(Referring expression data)
○ ○ ○ ○ ○ ○ ○
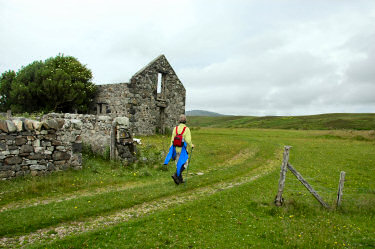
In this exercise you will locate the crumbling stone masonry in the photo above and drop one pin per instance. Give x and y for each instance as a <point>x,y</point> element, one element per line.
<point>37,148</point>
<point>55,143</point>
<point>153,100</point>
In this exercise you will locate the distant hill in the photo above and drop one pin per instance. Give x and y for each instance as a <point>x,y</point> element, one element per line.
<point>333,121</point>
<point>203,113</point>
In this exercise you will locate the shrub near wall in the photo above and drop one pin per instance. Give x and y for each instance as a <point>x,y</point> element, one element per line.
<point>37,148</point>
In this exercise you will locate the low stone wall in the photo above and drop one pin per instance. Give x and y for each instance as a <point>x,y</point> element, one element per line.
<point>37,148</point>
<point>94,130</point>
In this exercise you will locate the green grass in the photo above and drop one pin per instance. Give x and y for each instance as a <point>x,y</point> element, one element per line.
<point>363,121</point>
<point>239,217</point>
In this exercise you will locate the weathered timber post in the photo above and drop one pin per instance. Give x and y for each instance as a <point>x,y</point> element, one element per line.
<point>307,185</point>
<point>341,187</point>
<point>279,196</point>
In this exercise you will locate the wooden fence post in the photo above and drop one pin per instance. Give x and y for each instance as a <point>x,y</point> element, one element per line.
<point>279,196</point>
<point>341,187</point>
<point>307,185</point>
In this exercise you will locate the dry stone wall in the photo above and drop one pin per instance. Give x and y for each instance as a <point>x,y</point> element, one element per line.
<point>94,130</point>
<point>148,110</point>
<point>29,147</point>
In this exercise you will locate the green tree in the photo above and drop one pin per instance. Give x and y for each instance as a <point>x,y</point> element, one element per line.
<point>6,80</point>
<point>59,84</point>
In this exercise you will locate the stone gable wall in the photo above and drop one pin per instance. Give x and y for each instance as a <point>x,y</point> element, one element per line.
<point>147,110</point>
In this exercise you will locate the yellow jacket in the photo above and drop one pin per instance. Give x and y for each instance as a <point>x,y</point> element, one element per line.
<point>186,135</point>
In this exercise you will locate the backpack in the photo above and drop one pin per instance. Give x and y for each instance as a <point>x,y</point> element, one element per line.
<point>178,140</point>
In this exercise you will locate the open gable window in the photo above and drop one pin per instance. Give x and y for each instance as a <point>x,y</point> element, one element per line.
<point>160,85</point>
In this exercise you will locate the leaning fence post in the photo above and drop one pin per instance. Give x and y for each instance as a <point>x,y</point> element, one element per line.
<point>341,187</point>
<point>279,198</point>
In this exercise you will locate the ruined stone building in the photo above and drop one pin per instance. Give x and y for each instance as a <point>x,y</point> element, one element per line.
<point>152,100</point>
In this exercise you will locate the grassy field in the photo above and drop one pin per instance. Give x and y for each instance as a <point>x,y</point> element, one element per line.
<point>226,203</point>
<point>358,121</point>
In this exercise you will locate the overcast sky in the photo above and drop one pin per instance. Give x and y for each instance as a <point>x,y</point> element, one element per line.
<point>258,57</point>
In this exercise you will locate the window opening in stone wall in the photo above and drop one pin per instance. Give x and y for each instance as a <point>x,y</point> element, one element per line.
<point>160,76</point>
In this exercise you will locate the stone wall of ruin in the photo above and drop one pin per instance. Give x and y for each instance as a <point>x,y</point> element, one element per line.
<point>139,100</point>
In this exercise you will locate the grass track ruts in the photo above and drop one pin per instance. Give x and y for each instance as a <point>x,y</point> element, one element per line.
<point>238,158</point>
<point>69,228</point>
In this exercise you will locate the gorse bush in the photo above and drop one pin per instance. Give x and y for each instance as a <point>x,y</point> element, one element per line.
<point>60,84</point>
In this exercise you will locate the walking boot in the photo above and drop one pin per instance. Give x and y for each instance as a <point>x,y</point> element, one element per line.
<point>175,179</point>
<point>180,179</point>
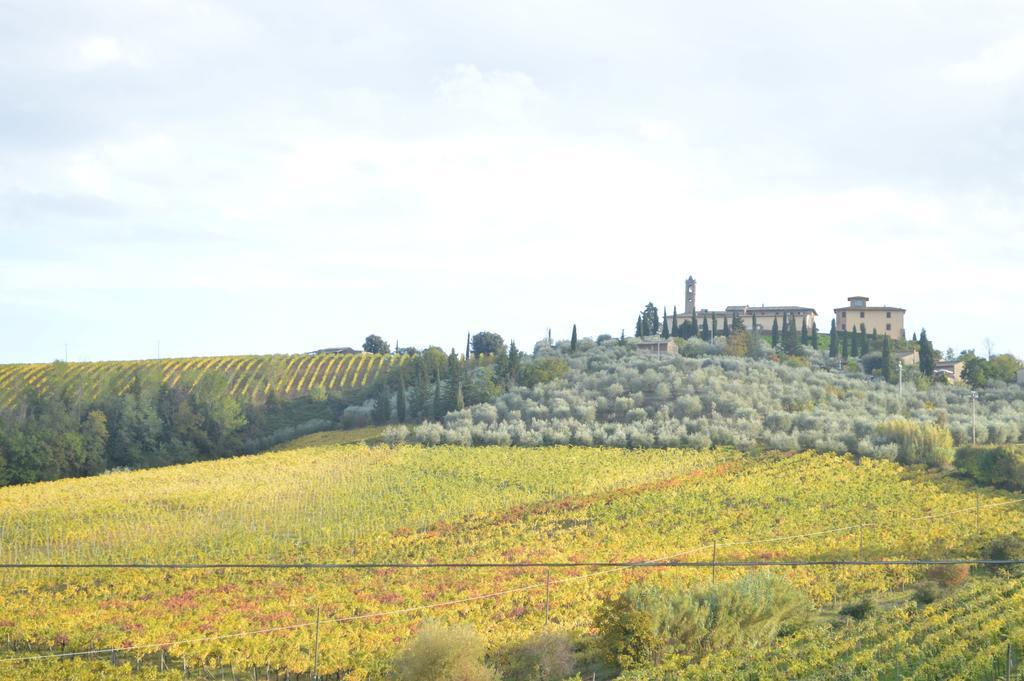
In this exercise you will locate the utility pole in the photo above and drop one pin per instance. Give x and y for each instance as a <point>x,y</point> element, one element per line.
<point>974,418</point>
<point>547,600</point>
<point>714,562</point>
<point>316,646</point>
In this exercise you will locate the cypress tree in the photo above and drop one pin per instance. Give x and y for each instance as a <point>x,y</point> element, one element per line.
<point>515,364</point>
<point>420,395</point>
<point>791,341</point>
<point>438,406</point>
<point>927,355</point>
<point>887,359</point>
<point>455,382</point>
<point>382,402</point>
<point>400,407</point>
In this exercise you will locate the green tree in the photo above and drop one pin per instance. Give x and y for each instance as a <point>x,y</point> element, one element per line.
○ ○ ○ ○ ○ ○ ○
_Instructions to follow_
The copy you return must match the records above exactly, minus any images.

_Exercise response_
In this exercise you will locate the crumbling stone masonry in the photo above and drop one pin per instance. Give x and y for each instance as a <point>x,y</point> element, one element per line.
<point>37,148</point>
<point>55,143</point>
<point>153,100</point>
In this exercise you will locate the distant hill in the photo above and drop one pin per instance. Give x and y for each instance as a <point>x,y</point> element, one element per line.
<point>333,121</point>
<point>203,113</point>
In this exercise you will locate the shrub near wall in the photo above and drop one pin per instance. Give x and y for each instance as a <point>x,y</point> element, one element per line.
<point>37,148</point>
In this exercise you will locate the low stone wall in the photo above and drop one pin per instance. Give x and y for each instance as a <point>x,y</point> element, one element per line.
<point>37,148</point>
<point>94,130</point>
In this exercise you will locate the green grass in the photo above and drop one pin per instance. Give x and y for each instance as a <point>x,y</point> element, one element per line.
<point>363,121</point>
<point>239,217</point>
In this exercise you will locate the weathered timber post in the photo above and drop one pin per instance. Give x and y for each instance as a <point>x,y</point> element, one element per line.
<point>307,185</point>
<point>341,187</point>
<point>279,196</point>
In this exercise you will locate the wooden fence post in the photo above and drop one pin per instance. Give x and y for each instance as a <point>x,y</point> element, one element per line.
<point>279,196</point>
<point>341,187</point>
<point>307,185</point>
In this exercise you will locate the dry stone wall in the photo above and drop one pin per instance. Give x and y for each instance as a <point>x,y</point> element, one element per line.
<point>94,130</point>
<point>148,110</point>
<point>29,147</point>
In this exercise you will locate the green tree in the photo above and drop one pin per instance. Give x and y for each instance as a <point>x,y</point> element, one element per line.
<point>6,80</point>
<point>59,84</point>
In this exercise you will locate the stone gable wall in the photo above and drop one pin per instance. Give x and y for each instance as a <point>x,y</point> element, one element per line.
<point>147,110</point>
In this exercise you will locate the yellow jacket in the photo above and drop one pin per instance. Give x and y for each instance as a <point>x,y</point> element, one element per line.
<point>186,135</point>
In this exercise you will locate the backpack in the photo above and drop one pin per instance. Give x and y for each instance as a <point>x,y</point> element, one element per line.
<point>178,140</point>
In this exercise you will locate the open gable window in the photo above and drop one pin per instance. Give x and y for each instance as a <point>x,y</point> element, one element per line.
<point>160,85</point>
In this exercise you will locate the leaning fence post in the photo above and drop one pin per instance. Give x and y for each instance as a <point>x,y</point> element, one element per line.
<point>341,187</point>
<point>279,198</point>
In this exercise you will locate the ruined stone building in the photo above and drop one pin per instance. Give x and y for each instance as a <point>x,y</point> element, one element per line.
<point>152,100</point>
In this exercise you will locate the grassy field in the photo above and drop one pin per instance. Give x and y for each instance as a <point>x,y</point> element, one element per line.
<point>226,203</point>
<point>358,121</point>
In this exercise you will locate the overcast sky in the photo above and drop one pin per instance. Give x and y for each instance as a <point>x,y</point> element, one element per line.
<point>258,57</point>
In this exercise you will locate the window opening in stone wall in the photo above and drop one pin per instance. Give x and y for each instance as a <point>x,y</point> element, one element per line.
<point>160,76</point>
In this exercise you will locate the stone wall of ruin in the photo above and drop one pin per instance. Give x and y for each instance as a <point>x,y</point> element, one element per line.
<point>139,100</point>
In this exercise you will locate the grass track ruts in the photo above and drop one pin per instance. Give x and y for each instance as a <point>x,y</point> element, one element per line.
<point>238,158</point>
<point>69,228</point>
In this exercise you will locate the gorse bush in the photo above and drop one pin per instance. Give x and y for each instance as a <point>x,y</point> element, one element per line.
<point>60,84</point>
In this exercise you will locate the walking boot in the photo above and drop one pin per instance. Give x and y for each instance as a <point>x,y</point> element, one element per line.
<point>175,179</point>
<point>180,179</point>
In this exercise you will locate the utility pole in the photo above and drop one pin per instance. Give x and y for each instance as a <point>x,y</point> element, one element per line.
<point>974,418</point>
<point>547,600</point>
<point>714,562</point>
<point>316,646</point>
In this exercise you will locate the cypress tree in the photo above and drop one pin per instance. Give x and y for each instance as a <point>x,y</point> element, one element per line.
<point>515,364</point>
<point>420,395</point>
<point>791,341</point>
<point>438,406</point>
<point>927,355</point>
<point>887,359</point>
<point>455,382</point>
<point>382,402</point>
<point>400,407</point>
In this exercise you will locate the green tree in the photo above and drop one pin per instance. Give x and y for each instance as a <point>x,y</point> element, one element per line.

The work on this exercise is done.